━━━━━ Quoted passage ━━━━━
WASHINGTON (8/25/08)--A whopping 79 million Americans are struggling to pay off hospital and doctor bills, with adults in more income groups than ever before affected by excessive health-care costs, according to a report released last week (Reuters
Aug. 20). The 2007 Biennial Health Insurance Survey, released by the Commonwealth Fund, a New York-based foundation that tracks trends in health coverage and quality, revealed that 41% of working-age Americans--72 million people--have medical bill problems or are paying off medical debt, compared with 34% in 2005. Another seven million adults older than age 65 also struggle with medical debt. Surprisingly, more than half of those struggling to pay medical bills carry some form of insurance. If you are in this category and don’t make arrangements to pay the bill, it may be sent to collections, which could affect your credit rating. Take steps to ease the financial burden:
* Check for duplicate charges. According to Medical Billing Advocates of America, Salem, Va., the majority of hospital bills contain costly mistakes. For example, an operating room charge already includes the cost of routine services, equipment and supplies, but some facilities double-bill for the services (The Wall Street Journal Aug. 12). * Question a rejection. If your claim was denied, or the insurer informs you it’s only covering a portion of the cost, speak up. Sometimes it’s a simple fix, such as a wrong billing code. Follow the plan’s internal appeals process, or contact your state health department or attorney general’s office (U.S. News & World Report Aug. 21). Find contact information for resources in your state in the Consumer Resource Handbook at consumeraction.gov. * Pay now, save big. Some providers give hefty discounts if you can pay the discounted amount in full at the time the service is provided. Don’t use a credit card, though, or interest charges might eat up all the savings. * Negotiate with the health-care provider and hospital. Ask about repayment plans and discounts, because medical care is negotiable--particularly if you don’t have insurance or if you have a high-deductible plan. Ask for the rate that Medicare pays, which often is half the full price. You’re more likely to cut a deal if you’re facing bills for expensive treatment. Work with the hospital’s financial counselor if possible, and remember that hospitals typically don’t charge interest. * Negotiate with collections. If your bill is sent to a collection agency, stay calm. Contact the agency immediately and negotiate; it may settle for 25 cents to 50 cents on the dollar just to get your debt off its books. Don’t assume you must pay the entire amount. And know your rights; visit ftc.gov/bcp/edu/pubs/consumer/credit/cre18.shtm for more information. * Use government programs. Check if you qualify for Medicaid or whether your children qualify for your state’s Children’s Health Insurance Program. Some states cover children if the family has income up to 300% of the poverty level--that can be more than $63,000 for a family of four.
━━━━━ Record set ━━━━━
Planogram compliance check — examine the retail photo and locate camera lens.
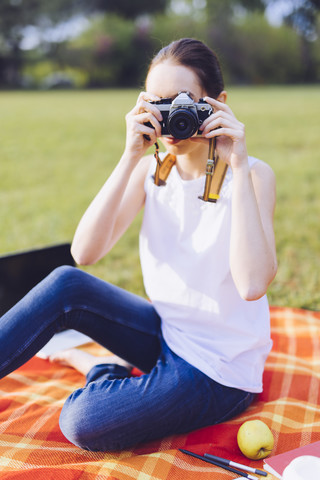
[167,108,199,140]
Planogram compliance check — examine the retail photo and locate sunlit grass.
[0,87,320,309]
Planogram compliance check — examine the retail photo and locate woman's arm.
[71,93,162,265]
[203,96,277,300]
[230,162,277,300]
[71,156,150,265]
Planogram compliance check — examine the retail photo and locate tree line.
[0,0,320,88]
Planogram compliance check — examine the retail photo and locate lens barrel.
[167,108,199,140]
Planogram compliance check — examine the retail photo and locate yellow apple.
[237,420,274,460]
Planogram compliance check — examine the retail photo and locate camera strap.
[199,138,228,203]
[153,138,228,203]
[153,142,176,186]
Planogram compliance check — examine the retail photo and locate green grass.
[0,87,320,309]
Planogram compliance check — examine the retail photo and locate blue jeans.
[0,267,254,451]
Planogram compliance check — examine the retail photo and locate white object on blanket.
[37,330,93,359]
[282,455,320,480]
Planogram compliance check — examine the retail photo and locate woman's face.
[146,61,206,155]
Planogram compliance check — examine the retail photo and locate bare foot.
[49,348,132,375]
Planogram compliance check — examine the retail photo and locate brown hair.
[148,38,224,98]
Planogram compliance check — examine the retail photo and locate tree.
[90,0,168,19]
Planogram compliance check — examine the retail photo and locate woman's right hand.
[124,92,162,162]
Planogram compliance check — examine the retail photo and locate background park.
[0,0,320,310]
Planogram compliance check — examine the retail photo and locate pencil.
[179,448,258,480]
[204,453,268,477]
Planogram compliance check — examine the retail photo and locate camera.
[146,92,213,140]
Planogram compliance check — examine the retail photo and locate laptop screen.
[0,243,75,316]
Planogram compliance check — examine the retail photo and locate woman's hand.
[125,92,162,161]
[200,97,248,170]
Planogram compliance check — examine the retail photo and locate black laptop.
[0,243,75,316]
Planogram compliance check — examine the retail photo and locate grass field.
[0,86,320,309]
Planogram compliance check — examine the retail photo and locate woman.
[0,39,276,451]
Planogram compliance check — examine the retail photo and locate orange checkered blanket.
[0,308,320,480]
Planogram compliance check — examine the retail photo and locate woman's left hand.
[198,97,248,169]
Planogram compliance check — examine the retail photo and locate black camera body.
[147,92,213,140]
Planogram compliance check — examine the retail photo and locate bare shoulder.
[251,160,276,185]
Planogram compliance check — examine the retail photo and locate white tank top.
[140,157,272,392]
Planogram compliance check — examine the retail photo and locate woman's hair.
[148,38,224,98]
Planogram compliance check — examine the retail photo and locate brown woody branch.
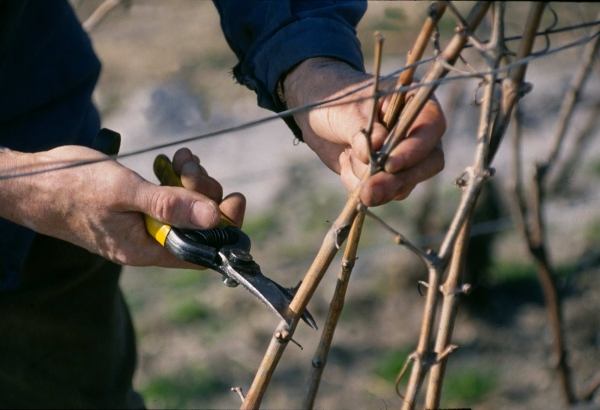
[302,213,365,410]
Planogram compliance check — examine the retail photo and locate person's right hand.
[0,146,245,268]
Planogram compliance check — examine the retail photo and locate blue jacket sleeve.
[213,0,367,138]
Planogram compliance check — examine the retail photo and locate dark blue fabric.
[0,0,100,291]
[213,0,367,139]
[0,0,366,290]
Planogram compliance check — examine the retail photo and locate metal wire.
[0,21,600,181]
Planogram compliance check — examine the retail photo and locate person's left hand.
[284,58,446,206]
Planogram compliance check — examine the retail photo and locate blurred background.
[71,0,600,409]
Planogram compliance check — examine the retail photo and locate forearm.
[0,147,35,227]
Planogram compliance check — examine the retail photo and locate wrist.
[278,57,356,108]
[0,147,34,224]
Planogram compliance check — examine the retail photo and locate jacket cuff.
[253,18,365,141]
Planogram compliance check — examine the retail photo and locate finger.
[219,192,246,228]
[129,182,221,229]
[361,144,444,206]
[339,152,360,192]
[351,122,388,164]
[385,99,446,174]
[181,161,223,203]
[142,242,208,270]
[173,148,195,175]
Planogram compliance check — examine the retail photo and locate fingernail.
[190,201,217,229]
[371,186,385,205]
━━━━━
━━━━━ Record set ━━━━━
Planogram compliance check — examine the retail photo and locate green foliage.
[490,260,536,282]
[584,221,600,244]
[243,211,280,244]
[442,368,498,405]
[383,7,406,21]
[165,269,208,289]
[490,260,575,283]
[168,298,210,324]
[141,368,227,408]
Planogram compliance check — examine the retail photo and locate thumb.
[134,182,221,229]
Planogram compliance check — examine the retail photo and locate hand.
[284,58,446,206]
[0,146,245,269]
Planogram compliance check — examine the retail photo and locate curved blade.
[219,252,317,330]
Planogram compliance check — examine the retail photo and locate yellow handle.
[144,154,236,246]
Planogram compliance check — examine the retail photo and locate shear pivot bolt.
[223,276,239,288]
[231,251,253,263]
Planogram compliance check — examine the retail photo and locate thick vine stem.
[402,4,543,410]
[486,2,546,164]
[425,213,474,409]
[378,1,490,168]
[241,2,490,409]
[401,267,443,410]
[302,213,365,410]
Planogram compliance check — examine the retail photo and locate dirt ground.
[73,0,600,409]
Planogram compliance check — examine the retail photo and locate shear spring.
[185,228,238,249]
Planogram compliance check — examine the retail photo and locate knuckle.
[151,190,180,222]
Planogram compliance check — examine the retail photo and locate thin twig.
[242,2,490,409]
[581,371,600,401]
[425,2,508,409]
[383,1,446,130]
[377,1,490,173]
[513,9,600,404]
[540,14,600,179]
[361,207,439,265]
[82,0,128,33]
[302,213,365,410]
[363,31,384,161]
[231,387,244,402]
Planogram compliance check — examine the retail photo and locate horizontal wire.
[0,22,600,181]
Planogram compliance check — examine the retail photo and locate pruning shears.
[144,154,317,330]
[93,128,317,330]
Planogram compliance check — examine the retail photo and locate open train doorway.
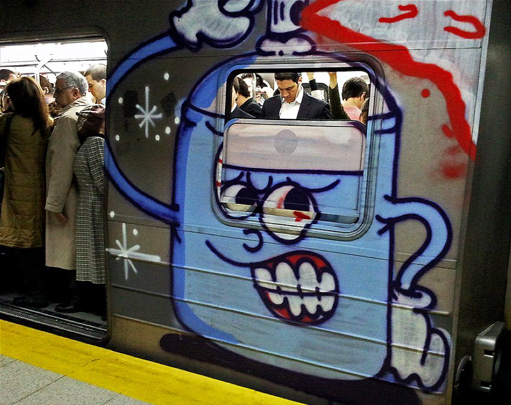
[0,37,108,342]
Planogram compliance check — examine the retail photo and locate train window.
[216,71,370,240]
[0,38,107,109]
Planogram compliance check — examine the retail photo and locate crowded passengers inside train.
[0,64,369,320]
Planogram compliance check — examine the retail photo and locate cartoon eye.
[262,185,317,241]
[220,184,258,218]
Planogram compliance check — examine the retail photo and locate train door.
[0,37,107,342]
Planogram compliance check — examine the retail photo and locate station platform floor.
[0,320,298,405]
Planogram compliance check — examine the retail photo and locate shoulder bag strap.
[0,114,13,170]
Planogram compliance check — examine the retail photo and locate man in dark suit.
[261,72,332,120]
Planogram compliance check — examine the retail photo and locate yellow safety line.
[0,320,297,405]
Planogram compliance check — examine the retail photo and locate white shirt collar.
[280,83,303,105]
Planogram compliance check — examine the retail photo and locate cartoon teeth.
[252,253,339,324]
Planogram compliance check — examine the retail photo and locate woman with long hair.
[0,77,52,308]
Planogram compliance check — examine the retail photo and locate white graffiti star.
━━━━━
# Problem to solve
In the medical bills article, what percentage of working-age Americans have medical bill problems or are paying off medical debt, according to the 2007 Biennial Health Insurance Survey? The items have no connection to the medical bills article.

# Worked solution
41%, or 72 million people.